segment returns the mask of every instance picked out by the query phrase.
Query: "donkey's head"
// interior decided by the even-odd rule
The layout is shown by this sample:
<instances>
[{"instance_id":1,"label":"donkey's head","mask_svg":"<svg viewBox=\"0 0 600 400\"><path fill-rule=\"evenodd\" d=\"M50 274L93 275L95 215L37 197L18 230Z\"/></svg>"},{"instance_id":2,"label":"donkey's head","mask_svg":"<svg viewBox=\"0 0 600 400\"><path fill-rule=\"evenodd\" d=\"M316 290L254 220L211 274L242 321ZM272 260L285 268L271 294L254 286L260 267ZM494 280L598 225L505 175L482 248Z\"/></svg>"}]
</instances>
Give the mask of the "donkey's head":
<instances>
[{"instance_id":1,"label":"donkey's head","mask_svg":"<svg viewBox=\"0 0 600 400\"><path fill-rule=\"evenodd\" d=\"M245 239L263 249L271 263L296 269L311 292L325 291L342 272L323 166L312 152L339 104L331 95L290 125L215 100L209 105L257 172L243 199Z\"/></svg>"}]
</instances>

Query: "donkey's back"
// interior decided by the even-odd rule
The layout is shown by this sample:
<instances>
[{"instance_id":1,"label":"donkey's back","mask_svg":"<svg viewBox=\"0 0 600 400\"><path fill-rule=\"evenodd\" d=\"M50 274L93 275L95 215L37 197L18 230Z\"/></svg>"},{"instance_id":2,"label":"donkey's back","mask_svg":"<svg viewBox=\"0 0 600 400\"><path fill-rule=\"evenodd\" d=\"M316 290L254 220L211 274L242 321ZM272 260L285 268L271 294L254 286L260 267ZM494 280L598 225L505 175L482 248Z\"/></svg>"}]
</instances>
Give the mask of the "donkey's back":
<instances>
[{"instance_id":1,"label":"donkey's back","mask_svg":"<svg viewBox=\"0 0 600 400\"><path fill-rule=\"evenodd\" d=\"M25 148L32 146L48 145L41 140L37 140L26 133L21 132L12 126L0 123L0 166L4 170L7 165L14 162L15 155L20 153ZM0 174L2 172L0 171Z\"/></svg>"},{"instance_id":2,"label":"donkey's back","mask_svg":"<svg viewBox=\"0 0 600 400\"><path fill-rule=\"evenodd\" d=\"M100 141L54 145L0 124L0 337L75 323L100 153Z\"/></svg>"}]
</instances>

● ● ● ● ● ● ●

§ **The task**
Return the complete material exactly as it appears.

§ **Finished task**
segment returns the mask of every instance picked out by the query phrase.
Query: "donkey's head"
// interior decided by the even-odd rule
The layout is shown by this sample:
<instances>
[{"instance_id":1,"label":"donkey's head","mask_svg":"<svg viewBox=\"0 0 600 400\"><path fill-rule=\"evenodd\" d=\"M50 274L93 275L95 215L37 197L18 230Z\"/></svg>"},{"instance_id":2,"label":"donkey's head","mask_svg":"<svg viewBox=\"0 0 600 400\"><path fill-rule=\"evenodd\" d=\"M316 290L254 220L211 274L242 321ZM272 260L285 268L271 294L254 286L260 267ZM494 280L598 225L505 175L482 248Z\"/></svg>"}]
</instances>
Give the mask of the "donkey's head":
<instances>
[{"instance_id":1,"label":"donkey's head","mask_svg":"<svg viewBox=\"0 0 600 400\"><path fill-rule=\"evenodd\" d=\"M245 239L263 249L271 263L296 269L311 292L325 291L342 272L323 166L312 152L339 104L331 95L290 125L215 100L209 105L257 172L243 199Z\"/></svg>"}]
</instances>

Query: "donkey's back"
// interior decided by the even-odd rule
The layout is shown by this sample:
<instances>
[{"instance_id":1,"label":"donkey's back","mask_svg":"<svg viewBox=\"0 0 600 400\"><path fill-rule=\"evenodd\" d=\"M50 274L93 275L95 215L37 197L18 230Z\"/></svg>"},{"instance_id":2,"label":"donkey's back","mask_svg":"<svg viewBox=\"0 0 600 400\"><path fill-rule=\"evenodd\" d=\"M316 290L254 220L211 274L242 321ZM272 260L285 268L271 294L254 286L260 267ZM494 280L598 225L505 175L482 248Z\"/></svg>"}]
</instances>
Give the mask of the "donkey's back":
<instances>
[{"instance_id":1,"label":"donkey's back","mask_svg":"<svg viewBox=\"0 0 600 400\"><path fill-rule=\"evenodd\" d=\"M25 148L32 146L48 145L41 140L37 140L26 133L21 132L12 126L0 123L0 166L4 170L7 165L14 162L15 155L20 153ZM0 174L2 172L0 171Z\"/></svg>"},{"instance_id":2,"label":"donkey's back","mask_svg":"<svg viewBox=\"0 0 600 400\"><path fill-rule=\"evenodd\" d=\"M100 141L54 145L0 124L0 337L75 323L100 153Z\"/></svg>"}]
</instances>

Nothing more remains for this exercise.